• Task goal: Scan the records below. List lines holding "rock".

• Materials provided:
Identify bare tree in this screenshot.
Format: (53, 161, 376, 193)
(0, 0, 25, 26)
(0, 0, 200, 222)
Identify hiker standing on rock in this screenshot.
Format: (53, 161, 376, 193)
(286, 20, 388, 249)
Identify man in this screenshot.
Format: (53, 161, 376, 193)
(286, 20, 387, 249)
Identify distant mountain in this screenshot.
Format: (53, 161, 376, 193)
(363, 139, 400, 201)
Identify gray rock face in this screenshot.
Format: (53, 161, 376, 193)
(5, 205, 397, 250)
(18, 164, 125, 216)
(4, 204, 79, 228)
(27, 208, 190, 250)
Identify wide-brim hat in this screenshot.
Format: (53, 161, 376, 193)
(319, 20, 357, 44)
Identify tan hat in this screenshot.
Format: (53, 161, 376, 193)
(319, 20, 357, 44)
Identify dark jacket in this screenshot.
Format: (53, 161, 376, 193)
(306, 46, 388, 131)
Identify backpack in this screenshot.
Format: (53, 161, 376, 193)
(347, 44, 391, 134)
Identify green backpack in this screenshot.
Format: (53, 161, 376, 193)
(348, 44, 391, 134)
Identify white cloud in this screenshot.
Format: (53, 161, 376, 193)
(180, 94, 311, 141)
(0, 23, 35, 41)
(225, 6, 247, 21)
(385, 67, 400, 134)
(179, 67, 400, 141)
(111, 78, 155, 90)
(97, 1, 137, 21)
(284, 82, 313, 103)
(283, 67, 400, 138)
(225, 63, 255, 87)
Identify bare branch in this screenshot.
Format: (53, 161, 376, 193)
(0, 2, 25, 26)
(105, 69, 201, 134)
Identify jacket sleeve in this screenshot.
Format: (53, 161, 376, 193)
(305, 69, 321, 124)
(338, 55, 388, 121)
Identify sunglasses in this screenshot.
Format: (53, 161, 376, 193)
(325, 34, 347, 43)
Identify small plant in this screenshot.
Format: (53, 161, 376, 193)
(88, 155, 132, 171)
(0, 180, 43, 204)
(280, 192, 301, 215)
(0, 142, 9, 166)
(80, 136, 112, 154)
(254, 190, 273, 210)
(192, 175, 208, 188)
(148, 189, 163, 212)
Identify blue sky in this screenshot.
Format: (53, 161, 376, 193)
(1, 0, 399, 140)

• Solution for this task:
Identify hiker standing on rock in this screenshot.
Identify gray rock face in this screenshot.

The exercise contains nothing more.